■ Estratto del testo
○ ○ ○ ○

No, lo faciliti se usi un server non patchato con delle vulnerabilità note.

Se io uso la versione x.y.z di un sw e non ci sono vulnerabilità note posso anche farlo sapere a tutto il mondo e vivere considerevolmente sicuro, al contrario se io uso una versione con delle vulnerabilità note e aperte posso anche evitare di far sapere quale versione sia ma i tool automatici da lamer provano cmq ad aprirti anche se non gli dici che versione sei.

 *ProT-0-TypE wrote:*   

> 
> 
> PS: In ogni caso per openssh la versione (SSH-2.0-OpenSSH_3.9) NON si può eliminare. Tutto quello che al massimo puoi fare è togliere il versionaddendum (che su Gentoo di default non dovrebbe esserci)

 

Il codice sorgente non è così difficilmente modificabile, soprattutto se vuoi cambiare solo una stringa ma questo non cambia il concetto che quel messaggio non è messo come utilità per i cracker ...

----------

## ProT-0-TypE

Infatti non ho detto TUTTI, ho detto alcuni. Mostrando la versione tu non ottieni nessun vantaggio, però potresti facilitare qualcuno. Per questo motivo queste cose nei pen-test vengono segnalate

 *Quote:*   

> Il codice sorgente non è così difficilmente modificabile, soprattutto se vuoi cambiare solo una stringa ma questo non cambia il concetto che quel messaggio non è messo come utilità per i cracker ...

○ ○ ○ ○

■ Voci elencate
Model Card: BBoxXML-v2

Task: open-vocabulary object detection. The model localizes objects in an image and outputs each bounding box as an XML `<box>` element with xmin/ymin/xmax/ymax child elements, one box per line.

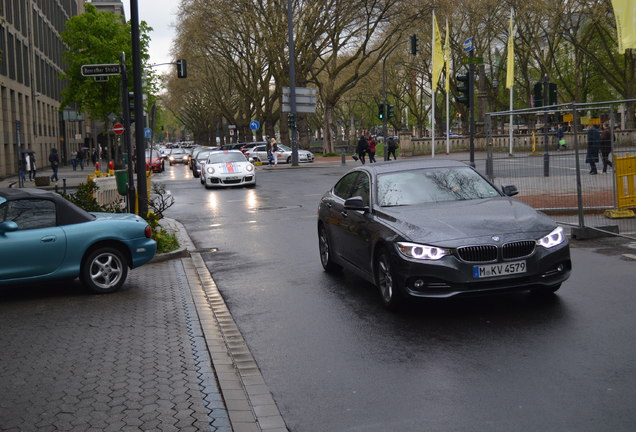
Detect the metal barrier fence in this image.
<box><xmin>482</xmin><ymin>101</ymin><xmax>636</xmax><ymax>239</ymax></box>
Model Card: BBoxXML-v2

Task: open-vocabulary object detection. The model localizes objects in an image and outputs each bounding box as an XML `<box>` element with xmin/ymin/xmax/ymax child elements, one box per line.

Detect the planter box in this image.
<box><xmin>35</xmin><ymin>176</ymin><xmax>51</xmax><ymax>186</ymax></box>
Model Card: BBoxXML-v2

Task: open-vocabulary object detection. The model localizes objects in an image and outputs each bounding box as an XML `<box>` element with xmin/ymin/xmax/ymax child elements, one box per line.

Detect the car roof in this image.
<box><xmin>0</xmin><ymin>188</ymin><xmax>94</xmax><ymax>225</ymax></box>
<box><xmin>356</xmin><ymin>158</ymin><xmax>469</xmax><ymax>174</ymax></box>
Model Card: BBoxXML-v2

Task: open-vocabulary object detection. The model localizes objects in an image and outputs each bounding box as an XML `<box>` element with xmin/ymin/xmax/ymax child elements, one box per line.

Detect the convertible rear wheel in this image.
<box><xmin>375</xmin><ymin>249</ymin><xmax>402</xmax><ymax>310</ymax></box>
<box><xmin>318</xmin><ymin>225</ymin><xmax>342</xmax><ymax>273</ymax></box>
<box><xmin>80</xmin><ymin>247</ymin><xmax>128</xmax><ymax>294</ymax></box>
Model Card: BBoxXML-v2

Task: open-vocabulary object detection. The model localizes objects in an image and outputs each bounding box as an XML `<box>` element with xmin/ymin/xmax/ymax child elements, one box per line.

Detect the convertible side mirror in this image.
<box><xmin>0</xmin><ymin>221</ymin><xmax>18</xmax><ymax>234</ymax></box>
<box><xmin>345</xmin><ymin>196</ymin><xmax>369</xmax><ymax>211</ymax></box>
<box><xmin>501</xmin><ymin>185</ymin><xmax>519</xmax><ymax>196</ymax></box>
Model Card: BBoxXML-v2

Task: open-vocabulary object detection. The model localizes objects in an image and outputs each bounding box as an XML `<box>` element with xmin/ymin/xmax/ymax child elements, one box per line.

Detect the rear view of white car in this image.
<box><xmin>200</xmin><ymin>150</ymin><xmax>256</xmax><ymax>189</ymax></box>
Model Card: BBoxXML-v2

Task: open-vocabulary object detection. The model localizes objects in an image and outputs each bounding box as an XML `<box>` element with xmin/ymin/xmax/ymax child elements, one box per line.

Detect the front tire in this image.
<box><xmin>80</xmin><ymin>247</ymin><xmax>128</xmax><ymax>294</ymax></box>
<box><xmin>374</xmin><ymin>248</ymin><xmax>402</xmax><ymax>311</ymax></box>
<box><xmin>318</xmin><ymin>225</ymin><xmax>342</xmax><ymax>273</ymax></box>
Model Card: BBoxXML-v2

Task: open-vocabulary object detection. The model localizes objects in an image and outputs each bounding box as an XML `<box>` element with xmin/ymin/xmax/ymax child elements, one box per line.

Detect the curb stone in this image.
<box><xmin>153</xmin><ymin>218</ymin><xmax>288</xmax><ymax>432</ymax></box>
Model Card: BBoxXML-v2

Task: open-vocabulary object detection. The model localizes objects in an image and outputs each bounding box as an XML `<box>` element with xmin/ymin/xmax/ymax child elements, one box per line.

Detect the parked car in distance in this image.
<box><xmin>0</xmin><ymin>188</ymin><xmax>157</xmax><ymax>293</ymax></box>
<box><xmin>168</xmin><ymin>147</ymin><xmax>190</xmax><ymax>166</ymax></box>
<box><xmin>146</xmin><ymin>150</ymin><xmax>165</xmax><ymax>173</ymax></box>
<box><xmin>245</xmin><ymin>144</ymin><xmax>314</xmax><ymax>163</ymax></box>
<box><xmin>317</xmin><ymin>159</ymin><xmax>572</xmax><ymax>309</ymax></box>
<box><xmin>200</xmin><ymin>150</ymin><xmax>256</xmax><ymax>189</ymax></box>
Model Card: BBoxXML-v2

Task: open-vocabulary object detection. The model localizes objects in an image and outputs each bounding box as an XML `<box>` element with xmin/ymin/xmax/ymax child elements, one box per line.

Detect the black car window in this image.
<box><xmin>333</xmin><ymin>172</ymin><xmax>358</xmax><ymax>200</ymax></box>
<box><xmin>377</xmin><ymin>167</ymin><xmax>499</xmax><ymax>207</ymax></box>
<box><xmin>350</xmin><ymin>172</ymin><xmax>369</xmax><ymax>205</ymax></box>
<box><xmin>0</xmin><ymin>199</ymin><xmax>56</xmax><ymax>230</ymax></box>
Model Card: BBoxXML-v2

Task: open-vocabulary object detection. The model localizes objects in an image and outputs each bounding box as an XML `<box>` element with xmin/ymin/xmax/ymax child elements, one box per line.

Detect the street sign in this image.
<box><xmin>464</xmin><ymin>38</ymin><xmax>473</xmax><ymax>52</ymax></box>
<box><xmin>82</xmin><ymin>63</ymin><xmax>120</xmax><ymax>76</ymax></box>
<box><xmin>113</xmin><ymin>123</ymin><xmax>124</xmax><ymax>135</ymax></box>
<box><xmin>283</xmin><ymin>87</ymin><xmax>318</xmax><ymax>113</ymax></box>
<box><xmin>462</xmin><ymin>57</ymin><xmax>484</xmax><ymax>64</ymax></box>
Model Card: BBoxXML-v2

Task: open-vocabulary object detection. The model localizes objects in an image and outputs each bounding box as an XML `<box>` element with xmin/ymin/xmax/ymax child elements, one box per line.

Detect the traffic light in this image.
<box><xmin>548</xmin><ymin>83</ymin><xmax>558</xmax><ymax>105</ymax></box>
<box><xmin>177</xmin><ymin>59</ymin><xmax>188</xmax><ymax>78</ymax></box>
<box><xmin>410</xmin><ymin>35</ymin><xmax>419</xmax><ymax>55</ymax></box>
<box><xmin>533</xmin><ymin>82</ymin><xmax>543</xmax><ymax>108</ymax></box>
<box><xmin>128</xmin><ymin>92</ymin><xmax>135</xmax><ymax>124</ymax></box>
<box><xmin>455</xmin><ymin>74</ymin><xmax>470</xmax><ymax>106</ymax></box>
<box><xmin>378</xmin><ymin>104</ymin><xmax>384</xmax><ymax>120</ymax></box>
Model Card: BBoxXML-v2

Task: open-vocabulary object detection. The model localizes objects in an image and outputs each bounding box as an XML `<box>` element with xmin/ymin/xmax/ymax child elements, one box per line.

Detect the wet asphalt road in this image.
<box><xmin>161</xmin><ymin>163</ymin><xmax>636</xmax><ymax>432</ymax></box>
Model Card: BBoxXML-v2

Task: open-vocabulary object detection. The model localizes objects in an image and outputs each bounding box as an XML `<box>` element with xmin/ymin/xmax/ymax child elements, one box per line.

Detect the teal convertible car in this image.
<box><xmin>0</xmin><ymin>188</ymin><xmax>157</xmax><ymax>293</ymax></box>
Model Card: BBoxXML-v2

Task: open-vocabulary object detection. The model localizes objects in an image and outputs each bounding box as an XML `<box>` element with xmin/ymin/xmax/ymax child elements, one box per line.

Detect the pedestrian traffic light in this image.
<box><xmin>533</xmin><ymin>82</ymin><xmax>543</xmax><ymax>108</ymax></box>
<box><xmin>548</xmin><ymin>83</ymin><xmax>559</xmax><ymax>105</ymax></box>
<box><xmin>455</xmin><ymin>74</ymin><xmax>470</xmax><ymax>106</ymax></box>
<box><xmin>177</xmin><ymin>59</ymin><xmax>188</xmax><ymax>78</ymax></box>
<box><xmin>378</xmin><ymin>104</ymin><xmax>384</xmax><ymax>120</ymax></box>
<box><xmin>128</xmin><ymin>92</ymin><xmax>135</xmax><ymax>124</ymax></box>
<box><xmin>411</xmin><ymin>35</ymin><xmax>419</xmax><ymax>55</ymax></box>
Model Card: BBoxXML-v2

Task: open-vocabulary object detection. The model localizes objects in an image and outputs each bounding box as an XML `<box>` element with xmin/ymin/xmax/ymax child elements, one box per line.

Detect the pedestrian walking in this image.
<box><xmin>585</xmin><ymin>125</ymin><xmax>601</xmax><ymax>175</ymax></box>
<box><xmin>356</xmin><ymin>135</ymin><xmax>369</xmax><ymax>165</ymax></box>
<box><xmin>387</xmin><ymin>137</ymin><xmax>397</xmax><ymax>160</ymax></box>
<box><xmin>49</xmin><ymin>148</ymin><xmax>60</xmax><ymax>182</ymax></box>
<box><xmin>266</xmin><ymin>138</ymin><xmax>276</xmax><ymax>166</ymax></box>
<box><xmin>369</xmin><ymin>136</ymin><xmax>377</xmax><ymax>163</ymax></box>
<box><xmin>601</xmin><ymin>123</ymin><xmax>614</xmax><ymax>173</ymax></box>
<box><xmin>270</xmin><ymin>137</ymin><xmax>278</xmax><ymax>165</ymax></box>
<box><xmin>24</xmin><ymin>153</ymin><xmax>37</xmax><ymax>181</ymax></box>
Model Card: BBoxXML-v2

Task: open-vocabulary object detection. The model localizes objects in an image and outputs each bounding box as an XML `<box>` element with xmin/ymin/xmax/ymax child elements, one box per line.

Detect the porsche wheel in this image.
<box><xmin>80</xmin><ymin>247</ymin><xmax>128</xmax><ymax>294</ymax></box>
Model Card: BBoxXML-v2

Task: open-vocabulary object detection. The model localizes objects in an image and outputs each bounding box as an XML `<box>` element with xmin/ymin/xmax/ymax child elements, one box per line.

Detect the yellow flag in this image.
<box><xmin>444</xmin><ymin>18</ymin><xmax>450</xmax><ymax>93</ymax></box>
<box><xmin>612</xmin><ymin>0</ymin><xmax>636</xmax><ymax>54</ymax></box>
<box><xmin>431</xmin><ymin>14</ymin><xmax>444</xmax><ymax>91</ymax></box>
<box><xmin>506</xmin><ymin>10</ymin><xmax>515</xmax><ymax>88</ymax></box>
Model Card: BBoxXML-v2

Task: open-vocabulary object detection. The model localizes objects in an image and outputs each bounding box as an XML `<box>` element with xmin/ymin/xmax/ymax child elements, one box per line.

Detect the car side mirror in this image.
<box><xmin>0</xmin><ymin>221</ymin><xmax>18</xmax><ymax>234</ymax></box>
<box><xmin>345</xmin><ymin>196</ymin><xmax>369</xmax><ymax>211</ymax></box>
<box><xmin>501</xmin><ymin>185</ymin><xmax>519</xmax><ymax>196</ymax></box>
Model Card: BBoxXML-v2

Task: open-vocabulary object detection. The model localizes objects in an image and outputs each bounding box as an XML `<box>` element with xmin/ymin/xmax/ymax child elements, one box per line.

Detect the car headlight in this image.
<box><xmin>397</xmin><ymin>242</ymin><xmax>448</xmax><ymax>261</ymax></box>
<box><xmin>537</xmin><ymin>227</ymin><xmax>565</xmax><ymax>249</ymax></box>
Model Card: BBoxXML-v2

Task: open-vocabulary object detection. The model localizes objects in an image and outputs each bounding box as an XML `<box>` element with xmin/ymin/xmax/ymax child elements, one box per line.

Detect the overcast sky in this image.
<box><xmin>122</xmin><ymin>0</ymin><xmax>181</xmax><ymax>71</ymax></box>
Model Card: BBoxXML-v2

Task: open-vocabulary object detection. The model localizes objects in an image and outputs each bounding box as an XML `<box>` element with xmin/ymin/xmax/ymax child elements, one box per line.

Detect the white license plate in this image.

○ ○ ○ ○

■ Consegne dell'esercizio
**1)** Secondo la discussione sulla versione di OpenSSH, che cosa si può togliere al massimo?
**2)** Per ciascuna affermazione indichi se concorda con la discussione sulla versione di OpenSSH, rispondendo sì o no e citando testualmente le parole decisive. (a) La versione di OpenSSH si può eliminare. (b) Nei pen-test la visualizzazione della versione viene segnalata. (c) Mostrando la versione si ottiene un vantaggio.
**3)** Scriva il seguito della discussione sulla versione di OpenSSH a partire dall'ultima frase riportata.

■ I risultati
**1)** Il versionaddendum, che su Gentoo di default non dovrebbe esserci.

**2)**
(a) No: "la versione (SSH-2.0-OpenSSH_3.9) NON si può eliminare".
(b) Sì: "Per questo motivo queste cose nei pen-test vengono segnalate".
(c) No: "Mostrando la versione tu non ottieni nessun vantaggio".

**3)**
 

La versione di openssh non la puoi eliminare per il motivo che ha scritto sopra kernel78..

----------

## X-Drum

 *ProT-0-TypE wrote:*   

>  *Quote:*   Il codice sorgente non è così difficilmente modificabile, soprattutto se vuoi cambiare solo una stringa ma questo non cambia il concetto che quel messaggio non è messo come utilità per i cracker ... 
> 
> La versione di openssh non la puoi eliminare per il motivo che ha scritto sopra kernel78..

 

si infatti entrambe le citazioni sono sue   :Wink: 

----------

## Kernel78

 *ProT-0-TypE wrote:*   

> Infatti non ho detto TUTTI, ho detto alcuni. Mostrando la versione tu non ottieni nessun vantaggio, però potresti facilitare qualcuno. Per questo motivo queste cose nei pen-test vengono segnalate

 

Non è detto, nella mia citazione delle FAQ di openssh si legge che la versione serve ...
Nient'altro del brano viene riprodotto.